[Object point labels]
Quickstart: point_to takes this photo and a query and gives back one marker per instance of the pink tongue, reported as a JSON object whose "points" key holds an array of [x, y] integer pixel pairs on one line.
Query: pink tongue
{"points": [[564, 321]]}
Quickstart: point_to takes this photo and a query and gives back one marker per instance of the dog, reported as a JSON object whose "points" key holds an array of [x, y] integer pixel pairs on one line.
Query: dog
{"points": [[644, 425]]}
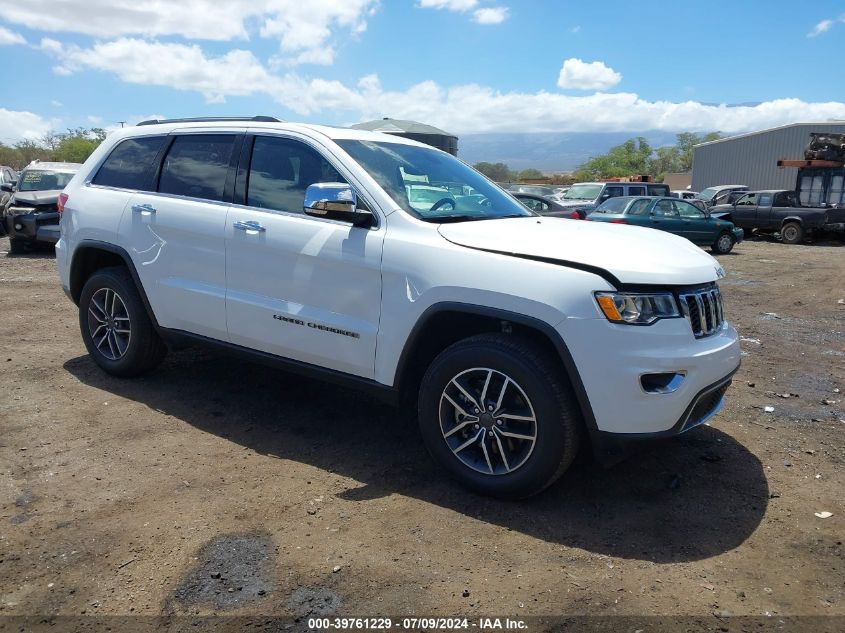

| PROBLEM TO WORK ON |
Update the lines above so that every "marker" reads "point" and nothing else changes. Leave the picture out of your answer.

| ANSWER IN FULL |
Quickstart: point_to takes this photo and a query and gives back one point per instance of the pink tongue, reported as a JSON object whose "points" key holds an array of [x, y] integer pixel pairs on one line.
Query: pink tongue
{"points": [[564, 321]]}
Quickstart: point_to takes this photo and a query and gives back one point per instance of the dog, reported as a JSON object whose "points" key holds an array of [x, y] integer pixel pairs on one line.
Query: dog
{"points": [[644, 425]]}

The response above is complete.